= Instruction =
Below is some material; transcribe all of it exactly.

________________________________________

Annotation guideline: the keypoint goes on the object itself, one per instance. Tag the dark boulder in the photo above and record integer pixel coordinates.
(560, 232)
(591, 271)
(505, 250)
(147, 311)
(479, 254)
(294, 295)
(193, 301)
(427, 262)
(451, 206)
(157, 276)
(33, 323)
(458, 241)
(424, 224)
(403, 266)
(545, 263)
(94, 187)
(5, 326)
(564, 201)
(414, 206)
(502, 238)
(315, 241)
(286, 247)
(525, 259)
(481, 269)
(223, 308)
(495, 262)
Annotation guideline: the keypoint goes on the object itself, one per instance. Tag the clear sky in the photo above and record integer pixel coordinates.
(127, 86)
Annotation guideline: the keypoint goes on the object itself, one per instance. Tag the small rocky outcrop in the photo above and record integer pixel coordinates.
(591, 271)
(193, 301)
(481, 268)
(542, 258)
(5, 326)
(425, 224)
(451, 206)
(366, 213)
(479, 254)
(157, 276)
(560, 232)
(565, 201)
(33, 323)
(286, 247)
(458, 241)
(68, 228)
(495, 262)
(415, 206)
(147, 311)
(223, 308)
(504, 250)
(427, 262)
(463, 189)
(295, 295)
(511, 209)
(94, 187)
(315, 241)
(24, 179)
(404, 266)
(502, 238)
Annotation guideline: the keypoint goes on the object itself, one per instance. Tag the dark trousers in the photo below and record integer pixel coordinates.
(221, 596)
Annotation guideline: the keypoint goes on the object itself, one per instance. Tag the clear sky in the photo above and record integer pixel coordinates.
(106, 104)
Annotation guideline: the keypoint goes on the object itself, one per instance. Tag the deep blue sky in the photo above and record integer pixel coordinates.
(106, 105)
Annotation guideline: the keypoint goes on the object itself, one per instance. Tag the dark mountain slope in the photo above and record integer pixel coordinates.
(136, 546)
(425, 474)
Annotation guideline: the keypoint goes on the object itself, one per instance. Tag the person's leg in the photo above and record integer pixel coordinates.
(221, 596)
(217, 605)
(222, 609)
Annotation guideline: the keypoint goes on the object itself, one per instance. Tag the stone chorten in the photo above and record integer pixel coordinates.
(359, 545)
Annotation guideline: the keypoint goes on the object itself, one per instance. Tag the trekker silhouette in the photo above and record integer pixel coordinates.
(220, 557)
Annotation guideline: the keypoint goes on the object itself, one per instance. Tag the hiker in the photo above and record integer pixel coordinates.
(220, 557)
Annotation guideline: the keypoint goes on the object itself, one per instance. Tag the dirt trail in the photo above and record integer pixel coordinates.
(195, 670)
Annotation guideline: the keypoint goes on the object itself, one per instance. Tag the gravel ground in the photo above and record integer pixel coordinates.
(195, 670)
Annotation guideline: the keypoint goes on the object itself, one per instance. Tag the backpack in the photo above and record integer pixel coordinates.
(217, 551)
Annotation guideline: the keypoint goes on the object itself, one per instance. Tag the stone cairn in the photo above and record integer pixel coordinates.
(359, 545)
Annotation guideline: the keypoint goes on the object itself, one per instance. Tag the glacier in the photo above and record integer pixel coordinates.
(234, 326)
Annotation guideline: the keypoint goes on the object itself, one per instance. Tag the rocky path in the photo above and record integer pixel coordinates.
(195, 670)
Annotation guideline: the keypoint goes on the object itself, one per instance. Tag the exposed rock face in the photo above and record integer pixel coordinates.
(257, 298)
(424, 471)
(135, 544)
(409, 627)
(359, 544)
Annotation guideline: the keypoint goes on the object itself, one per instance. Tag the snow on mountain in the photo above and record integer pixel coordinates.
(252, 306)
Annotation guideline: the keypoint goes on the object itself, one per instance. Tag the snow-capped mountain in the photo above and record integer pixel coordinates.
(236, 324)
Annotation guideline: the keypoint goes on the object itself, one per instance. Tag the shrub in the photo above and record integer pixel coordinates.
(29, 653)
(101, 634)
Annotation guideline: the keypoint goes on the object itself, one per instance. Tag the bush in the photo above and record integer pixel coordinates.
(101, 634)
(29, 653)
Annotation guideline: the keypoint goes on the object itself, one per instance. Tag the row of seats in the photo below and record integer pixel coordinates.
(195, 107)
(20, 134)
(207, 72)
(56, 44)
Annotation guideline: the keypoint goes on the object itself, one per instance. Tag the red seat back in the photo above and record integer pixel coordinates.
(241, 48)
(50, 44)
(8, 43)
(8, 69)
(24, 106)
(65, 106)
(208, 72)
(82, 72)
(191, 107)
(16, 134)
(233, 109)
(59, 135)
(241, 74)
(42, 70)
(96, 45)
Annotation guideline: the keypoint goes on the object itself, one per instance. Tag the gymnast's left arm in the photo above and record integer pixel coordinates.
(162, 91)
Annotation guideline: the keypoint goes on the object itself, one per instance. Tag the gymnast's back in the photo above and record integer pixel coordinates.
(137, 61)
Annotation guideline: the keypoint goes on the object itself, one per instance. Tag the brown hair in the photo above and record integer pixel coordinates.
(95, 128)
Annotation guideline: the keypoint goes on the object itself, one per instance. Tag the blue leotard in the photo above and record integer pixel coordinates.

________________________________________

= Result =
Annotation guideline: the keypoint goes on the object itself, one per instance. Tag the dark boulder in the photo above and record integer pixel coordinates.
(560, 232)
(591, 271)
(505, 250)
(147, 311)
(479, 254)
(294, 295)
(193, 301)
(427, 262)
(451, 206)
(157, 276)
(33, 323)
(458, 241)
(424, 224)
(403, 266)
(545, 263)
(94, 187)
(5, 326)
(564, 201)
(414, 206)
(502, 238)
(315, 241)
(286, 247)
(525, 259)
(481, 269)
(223, 308)
(495, 262)
Annotation guideline: the keypoint goes on the object itself, one per instance. Tag the clear sky in the photo above and record integer pixel coordinates.
(127, 86)
Annotation guideline: the keypoint goes on the object itself, one per instance. Tag the small rocky outcrop in the photo above and record integer pixel coordinates.
(591, 271)
(193, 301)
(481, 268)
(542, 258)
(5, 326)
(425, 224)
(451, 206)
(366, 213)
(479, 254)
(157, 276)
(560, 232)
(565, 201)
(33, 323)
(286, 247)
(458, 241)
(68, 228)
(495, 262)
(415, 206)
(147, 311)
(223, 308)
(504, 250)
(427, 262)
(463, 189)
(295, 295)
(511, 209)
(94, 187)
(315, 241)
(24, 179)
(404, 266)
(502, 238)
Annotation guideline: the keypoint goes on the object itself, one per instance. Tag the dark trousers in the photo below and record integer pixel coordinates.
(221, 596)
Annotation guideline: the keypoint goes on the object itself, one per instance. Tag the clear sky in the photo above and record integer pixel coordinates.
(106, 104)
Annotation guideline: the keypoint goes on the object itself, one per instance. Tag the deep blue sky in the photo above and record integer pixel coordinates.
(106, 105)
Annotation guideline: the keypoint goes on the object itself, one per instance. Tag the dark mountain slope in the photo above and record integer pixel coordinates.
(136, 546)
(425, 474)
Annotation guideline: the keypoint goes on the object itself, one per instance. Tag the person's leg in the photo above and record integer pixel coordinates.
(221, 596)
(217, 605)
(222, 609)
Annotation guideline: the keypoint goes on the object itself, one per instance. Tag the stone chorten in the photo above and record integer pixel coordinates.
(359, 545)
Annotation guideline: the keypoint goes on the object itself, one per instance. Tag the trekker silhouette in the photo above and record integer pixel coordinates.
(220, 557)
Annotation guideline: the keypoint goes on the object itself, one per instance. Tag the hiker in the photo above and record integer pixel coordinates.
(220, 557)
Annotation guideline: the keypoint goes on the object itself, one per instance. Tag the dirt trail in the photo above and record integer pixel coordinates.
(195, 670)
Annotation guideline: the keypoint goes on the object itself, one per instance. Tag the gravel ground in the photo above and record integer pixel coordinates.
(195, 670)
Annotation guideline: the keypoint goes on the object itself, one per instance. Tag the backpack in the photo above and record integer pixel coordinates.
(217, 551)
Annotation guideline: the keypoint goes on the object itself, one per instance. Tag the stone cairn in the photo above and record integer pixel coordinates.
(359, 545)
Annotation guideline: the keypoint goes on the object itself, one per instance. Tag the glacier in the photo above and record integer pixel coordinates.
(234, 326)
Annotation guideline: the keypoint goes on the object itself, one per instance. Tag the rocky path in the photo above and record integer pixel coordinates.
(195, 670)
Annotation guideline: the keypoint goes on the object itself, one per instance. Tag the exposed rock face in the photo above and record integer pixel coordinates.
(257, 298)
(424, 471)
(135, 544)
(409, 627)
(359, 544)
Annotation guideline: the keypoint goes on the object itself, one per instance. Tag the snow on mountain in the photo above and record integer pixel coordinates.
(252, 306)
Annotation guideline: the keypoint goes on the object itself, one per instance. Tag the snow-capped mountain in the photo above and record integer pixel coordinates.
(236, 324)
Annotation guideline: the keypoint goes on the object itself, one per instance. Tag the shrub in the photo above and record integer pixel coordinates.
(29, 653)
(101, 634)
Annotation guideline: the keypoint goes on the object itself, one per instance. Tag the bush in the photo above and record integer pixel coordinates.
(101, 634)
(29, 653)
Annotation guideline: the keypoint goes on the object itself, one per instance. Tag the row of seats in the photo below and record integer pixel coordinates.
(195, 107)
(20, 134)
(207, 72)
(56, 44)
Annotation guideline: the keypoint goes on the object itself, one per instance. Tag the red seat back in the photo above and record integer pixel coordinates.
(241, 48)
(50, 44)
(8, 43)
(8, 69)
(24, 106)
(65, 106)
(208, 72)
(82, 72)
(191, 107)
(16, 134)
(233, 109)
(59, 135)
(241, 74)
(42, 70)
(96, 45)
Annotation guideline: the keypoint goes on the object itself, one per instance. Tag the gymnast's left arm in the photo above and record integer pixel coordinates.
(162, 91)
Annotation guideline: the keypoint goes on the object itself, one per instance. Tag the gymnast's back in the photo above and record integer pixel coordinates.
(137, 61)
Annotation guideline: the keypoint goes on the object itself, one per instance. Tag the brown hair in the photo above and record integer pixel coordinates.
(95, 128)
Annotation guideline: the keypoint goes on the object itself, one per instance. Tag the blue leotard in the photo above and record integer pixel coordinates.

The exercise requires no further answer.